Поставленная задача: Как кратко, в виде списка, передать основные факты абзаца статьи о переименовании Волгограда, который начинается словами «Ответ на вопрос — почему не переименовали»? Сама статья приведена ниже.

Фрагмент текста:
━━━━━━

Норма и традиция против либеральной пошлости

Возвращение имени Сталинград самому великому во всемирной истории Городу Воинской Славы казалось делом вполне естественным и практически уже решенным. Причем именно эта связь с юбилеем Сталинградской битвы, последним, наверное, при котором присутствуют живые ее ветераны, давало максимальный шанс избежать известных коннотаций, как у нас принято говорить, «раскалывающих общество». Дистанцировать великий исторический топоним от имени собственно Сталина для тех, для кого этот персонаж категорически неприемлем. И роман Виктора Некрасова — диссидента и антисталиниста — назывался «В окопах Сталинграда», а не «В окопах Волгограда». Он-то точно знал, где сражался. Потому что этот самый неоткудашный, никакой «Волгоград», олицетворяющий собой провал исторической идентичности, на сегодняшний день просто становится идеологическим символом эпохи. «Волгоград» — это апофеоз ханжества. А ханжество — это теперь наша главная идеология, единственно практикуемая. Причем, заметьте, всеми, независимо от степени лояльности власти и государству. Ханжество — это ложь, мотивированная показной добродетелью.

Ответ на вопрос — почему не переименовали — прост. Достаточно посмотреть наш опрос. Кстати, надо заметить, что широко распространенный опрос «Левада-Центра», дающий 17 % сторонникам переименования, в данном случае очень полезен для практического пользования: коэффициент вранья корифеев либеральной социологии — ровно 30 %. (Сомневаться в объективности и репрезентативности блиц-опроса SuperJob нет никаких оснований.) Тем более надо признать факт — большинство против переименования. Два простых вывода. Первый: действующая российская власть не хочет и не может принимать решения против воли большинства. Второй: базовые мировоззренческие стереотипы в нашей стране формируются не сверху, а «сбоку и сзади». Массированным контентом, создаваемым современной медиасредой, либерастической по духу и идеологии. А это надежный путь к самоуничтожению народа и государства, превращению нас в один большой бессмысленный, бесполый, беспамятный и безобразный «Волгоград». То есть смысл — есть. И этот смысл в принципиальной невозможности, непредставимости «волгоградской битвы».

А как было бы красиво, здраво и корректно одним общим решением вернуть Сталинграду Сталинград, показав тем самым модель отношения к советской истории. Кенигсбергу — Кенигсберг, показав модель отношения к мировой истории и культуре (ну не был Эммануил Кант калининградским философом). И, например, вернуть Вятку вместо странным образом застрявшего здесь Кирова. Кстати, почему реформаторы не тронули Киров? Почему Калининград или даже Ульяновск — в общем, понятно. А Киров-то за какие такие?.. Не иначе потому что: «Огурчики, помидорчики, Сталин Кирова убил в коридорчике...» Вот такая модель отношения к исторической памяти. Амнезия.

━━━━━━

Записи указания на названные объекты
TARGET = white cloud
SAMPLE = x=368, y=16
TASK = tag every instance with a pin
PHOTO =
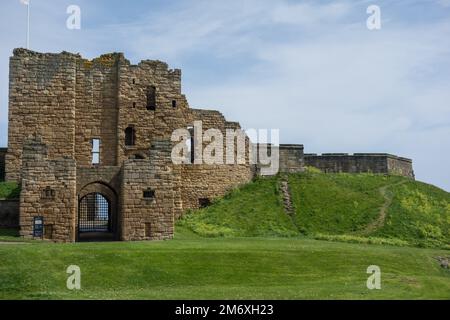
x=311, y=69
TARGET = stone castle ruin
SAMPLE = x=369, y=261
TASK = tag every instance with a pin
x=89, y=141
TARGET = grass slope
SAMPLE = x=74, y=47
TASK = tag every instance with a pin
x=253, y=210
x=349, y=207
x=220, y=268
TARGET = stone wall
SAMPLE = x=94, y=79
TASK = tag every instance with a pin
x=9, y=213
x=148, y=197
x=41, y=101
x=204, y=182
x=361, y=162
x=2, y=163
x=96, y=104
x=291, y=158
x=48, y=190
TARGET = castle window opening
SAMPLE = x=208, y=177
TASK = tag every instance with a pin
x=204, y=202
x=190, y=144
x=149, y=194
x=130, y=136
x=151, y=98
x=95, y=151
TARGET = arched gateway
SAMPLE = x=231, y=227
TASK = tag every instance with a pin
x=97, y=213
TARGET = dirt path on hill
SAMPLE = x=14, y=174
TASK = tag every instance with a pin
x=379, y=221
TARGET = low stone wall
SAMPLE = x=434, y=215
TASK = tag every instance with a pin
x=291, y=158
x=361, y=162
x=9, y=213
x=2, y=163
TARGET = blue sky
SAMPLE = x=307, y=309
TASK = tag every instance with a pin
x=310, y=68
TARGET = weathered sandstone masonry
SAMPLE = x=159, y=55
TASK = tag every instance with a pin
x=89, y=141
x=361, y=162
x=9, y=213
x=2, y=163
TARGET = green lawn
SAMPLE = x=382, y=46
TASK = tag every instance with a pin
x=346, y=207
x=244, y=246
x=190, y=267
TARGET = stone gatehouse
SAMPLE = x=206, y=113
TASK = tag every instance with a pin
x=90, y=143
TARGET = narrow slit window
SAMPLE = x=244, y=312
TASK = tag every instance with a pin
x=95, y=151
x=130, y=136
x=190, y=144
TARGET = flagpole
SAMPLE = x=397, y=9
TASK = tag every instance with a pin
x=28, y=24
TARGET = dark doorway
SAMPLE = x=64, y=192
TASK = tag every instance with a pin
x=94, y=218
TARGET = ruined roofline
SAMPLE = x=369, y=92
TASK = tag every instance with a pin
x=111, y=57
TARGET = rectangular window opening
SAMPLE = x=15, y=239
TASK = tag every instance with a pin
x=204, y=202
x=149, y=194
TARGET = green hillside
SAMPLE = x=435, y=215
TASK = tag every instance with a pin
x=348, y=207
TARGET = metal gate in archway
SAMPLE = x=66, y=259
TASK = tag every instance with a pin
x=94, y=213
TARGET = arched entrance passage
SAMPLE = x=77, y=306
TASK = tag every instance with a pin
x=97, y=213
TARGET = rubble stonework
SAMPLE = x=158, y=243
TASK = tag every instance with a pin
x=60, y=105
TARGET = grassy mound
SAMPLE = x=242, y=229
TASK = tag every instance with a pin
x=9, y=190
x=253, y=210
x=365, y=208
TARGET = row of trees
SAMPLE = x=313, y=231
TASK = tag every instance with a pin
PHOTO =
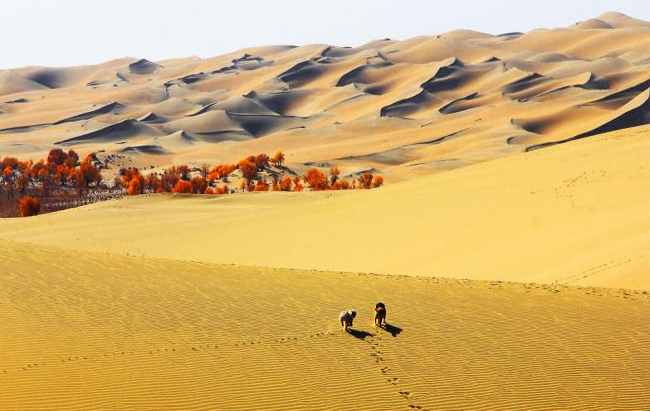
x=60, y=181
x=205, y=180
x=64, y=180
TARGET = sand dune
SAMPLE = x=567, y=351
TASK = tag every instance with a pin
x=295, y=98
x=515, y=279
x=570, y=214
x=180, y=335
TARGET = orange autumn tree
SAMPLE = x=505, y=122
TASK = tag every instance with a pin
x=315, y=180
x=199, y=185
x=182, y=186
x=286, y=184
x=365, y=180
x=248, y=169
x=261, y=161
x=334, y=174
x=278, y=158
x=261, y=185
x=29, y=206
x=134, y=188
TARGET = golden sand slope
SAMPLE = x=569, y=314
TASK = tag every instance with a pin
x=576, y=213
x=94, y=331
x=403, y=108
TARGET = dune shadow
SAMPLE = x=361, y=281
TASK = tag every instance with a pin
x=392, y=329
x=360, y=334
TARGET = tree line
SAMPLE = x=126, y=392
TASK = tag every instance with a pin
x=63, y=180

━━━━━━

Итоговый результат:
- Ответ на вопрос, почему город не переименовали, прост: достаточно посмотреть опрос, и он показывает, что большинство против переименования.
- Опрос «Левада-Центра» даёт сторонникам переименования 17 %. Здесь он назван полезным, а «коэффициент вранья» либеральной социологии оценён ровно в 30 %.
- Сомневаться в объективности и репрезентативности блиц-опроса SuperJob, по словам автора, нет оснований.
- Первый вывод: действующая российская власть не хочет и не может принимать решения против воли большинства.
- Второй вывод: базовые мировоззренческие стереотипы в стране формируются не сверху, а «сбоку и сзади», то есть массированным контентом либеральной по духу медиасреды.
- Это, как утверждается, путь к самоуничтожению народа и государства, к превращению страны в один большой «Волгоград».
- Смысл при этом есть: он в принципиальной невозможности, непредставимости «волгоградской битвы».